EXERCISE
Copy each of the entries below word for word.

MATERIAL FOR THIS EXERCISE
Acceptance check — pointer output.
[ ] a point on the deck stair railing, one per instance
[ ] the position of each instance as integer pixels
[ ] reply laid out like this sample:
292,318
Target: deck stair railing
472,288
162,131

FINAL RESULT
Acceptance check — pointer output.
[ ] a point on the deck stair railing, one per instance
[ ] the position of each instance as integer pixels
[ ] reply laid out like this sample:
292,318
Target: deck stair railing
472,288
162,131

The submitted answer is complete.